Your task
Rewrite the material from the line with "mark the region of the tree, every instance" through the end of the material, with "even-odd" changed to "nonzero" and everything else kept the same. Leave the pictures out of your answer.

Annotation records
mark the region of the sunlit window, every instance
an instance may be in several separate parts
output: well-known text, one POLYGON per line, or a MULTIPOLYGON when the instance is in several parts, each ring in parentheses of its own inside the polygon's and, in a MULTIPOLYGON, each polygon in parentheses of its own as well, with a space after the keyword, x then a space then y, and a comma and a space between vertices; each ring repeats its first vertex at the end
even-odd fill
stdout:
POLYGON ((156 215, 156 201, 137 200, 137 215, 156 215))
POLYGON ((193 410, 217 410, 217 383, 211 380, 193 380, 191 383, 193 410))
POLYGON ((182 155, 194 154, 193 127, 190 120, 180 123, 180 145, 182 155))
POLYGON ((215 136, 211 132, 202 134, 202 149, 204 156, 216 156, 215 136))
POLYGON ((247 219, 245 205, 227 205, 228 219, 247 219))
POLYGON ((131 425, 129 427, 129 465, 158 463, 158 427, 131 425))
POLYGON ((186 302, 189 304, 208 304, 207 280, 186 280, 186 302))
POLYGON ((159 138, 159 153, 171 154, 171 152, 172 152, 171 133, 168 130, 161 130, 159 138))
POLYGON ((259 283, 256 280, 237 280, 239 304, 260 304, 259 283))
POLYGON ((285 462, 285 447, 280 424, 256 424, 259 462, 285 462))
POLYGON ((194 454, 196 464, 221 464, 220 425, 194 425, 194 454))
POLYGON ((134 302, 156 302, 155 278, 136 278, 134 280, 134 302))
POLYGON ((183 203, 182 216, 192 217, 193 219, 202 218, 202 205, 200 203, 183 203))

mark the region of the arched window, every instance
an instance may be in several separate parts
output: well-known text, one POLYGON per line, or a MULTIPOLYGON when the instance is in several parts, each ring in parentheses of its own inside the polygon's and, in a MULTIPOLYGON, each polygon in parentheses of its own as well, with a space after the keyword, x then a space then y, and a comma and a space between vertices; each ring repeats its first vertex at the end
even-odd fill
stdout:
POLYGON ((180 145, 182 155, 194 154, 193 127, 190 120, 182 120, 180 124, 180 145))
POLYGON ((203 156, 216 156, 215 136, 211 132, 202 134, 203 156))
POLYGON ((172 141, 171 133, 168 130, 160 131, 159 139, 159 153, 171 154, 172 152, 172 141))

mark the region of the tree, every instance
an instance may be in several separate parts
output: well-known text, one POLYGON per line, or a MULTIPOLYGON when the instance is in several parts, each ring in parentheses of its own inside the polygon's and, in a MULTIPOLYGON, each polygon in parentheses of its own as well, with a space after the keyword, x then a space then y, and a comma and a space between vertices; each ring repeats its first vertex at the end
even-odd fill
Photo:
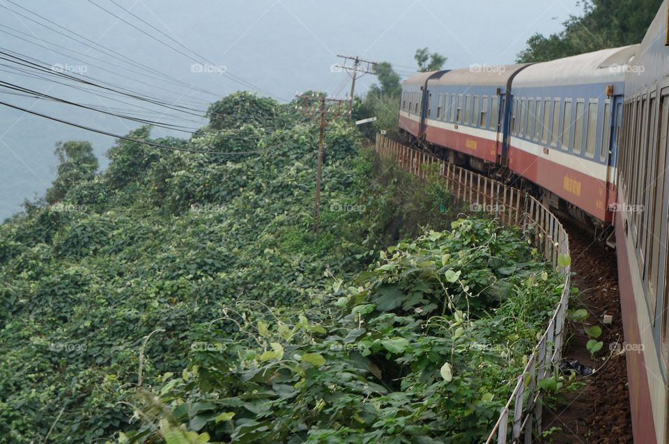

Task result
mark the region of the tree, every instance
an instance may be in several separate parts
output: well-known text, one POLYGON per line, or a MULTIPOLYGON when the instance is in several parts, each ring in parentheses of its own inside the polygon's and, in a MULTIPOLYGON, each polygon in parentheses of its own as well, with a space after the keyword, x then a space then y, and a comma and a space between vertices; each ring repeats its first vertex at the end
nonzero fill
Photo:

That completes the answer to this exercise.